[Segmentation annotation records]
%%
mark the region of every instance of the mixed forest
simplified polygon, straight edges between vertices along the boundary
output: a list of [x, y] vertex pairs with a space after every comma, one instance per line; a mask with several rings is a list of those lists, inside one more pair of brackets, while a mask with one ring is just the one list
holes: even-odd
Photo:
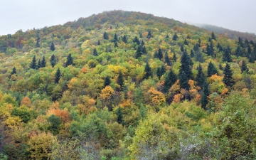
[[0, 159], [255, 159], [256, 43], [114, 11], [0, 36]]

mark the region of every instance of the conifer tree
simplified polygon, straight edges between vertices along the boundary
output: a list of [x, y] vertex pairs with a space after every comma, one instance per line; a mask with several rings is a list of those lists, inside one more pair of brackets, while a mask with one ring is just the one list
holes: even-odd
%%
→ **REQUEST**:
Reproduce the records, replacing "mark the region" with "outline the area" everywhere it appears and leaving everything else unchanged. Omit the pictures from your answer.

→ **WRITTEN ANSWER**:
outline the area of every instance of the mixed forest
simplified polygon, straight edges between vertices along the boundary
output: a list of [x, y] vertex pairs with a space after every comma, one instance per line; a mask with several rings is a list of those lists, inside one more pair of brackets, while a mask with one ring is just the one list
holes: even-odd
Photo:
[[0, 159], [255, 159], [256, 43], [114, 11], [0, 36]]

outline the area of every instance of the conifer tree
simplified polygon, straight edges between vertices along the boundary
output: a list of [x, y] vertex pairs with a space after every comma, one instance per line; a mask with several rings is a list of those lists, inside one more pair of brackets, while a mask with one ring is just the one list
holes: even-odd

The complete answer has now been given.